(Stored data entries)
****************
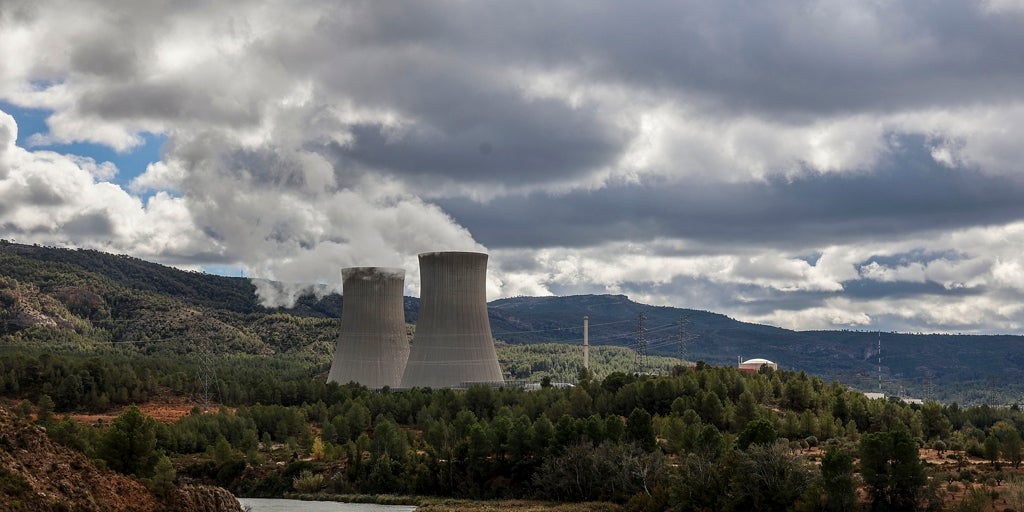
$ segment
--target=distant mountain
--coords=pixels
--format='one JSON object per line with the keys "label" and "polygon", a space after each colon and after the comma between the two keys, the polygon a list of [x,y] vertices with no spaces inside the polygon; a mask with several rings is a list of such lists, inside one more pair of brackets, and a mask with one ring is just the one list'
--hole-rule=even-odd
{"label": "distant mountain", "polygon": [[648,353],[677,356],[685,320],[687,359],[716,365],[763,357],[864,391],[877,391],[881,341],[882,389],[889,394],[1016,403],[1024,392],[1024,336],[792,331],[750,324],[707,311],[639,304],[622,295],[517,297],[490,303],[491,329],[509,343],[590,343],[630,346],[644,314]]}
{"label": "distant mountain", "polygon": [[[23,335],[80,342],[208,339],[248,353],[333,349],[344,301],[301,297],[293,308],[259,305],[245,278],[187,272],[92,250],[0,241],[0,341]],[[727,316],[640,304],[622,295],[514,297],[489,304],[495,338],[509,344],[581,344],[583,317],[593,345],[632,346],[643,313],[651,355],[716,365],[763,357],[866,391],[964,402],[1016,403],[1024,392],[1024,337],[791,331]],[[415,323],[419,300],[405,299]],[[681,332],[681,323],[685,329]],[[39,329],[42,329],[40,331]],[[63,333],[59,336],[55,333]],[[62,338],[63,337],[63,338]],[[190,350],[182,344],[172,350]]]}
****************
# TASK PROMPT
Your reply is to repeat, unchanged, the lines above running from the one with "--target=distant mountain" up to and including the one with "--format='one JSON object".

# TASK SOLUTION
--target=distant mountain
--coords=pixels
--format='one JSON object per line with the keys "label" and "polygon", a space after each colon and after the comma between the two keys, the polygon a list of [x,y] vertices with no spaces inside the polygon; a mask with several rings is a list of such lists, inside one more pair of brackets, and a mask with one ring is just the one list'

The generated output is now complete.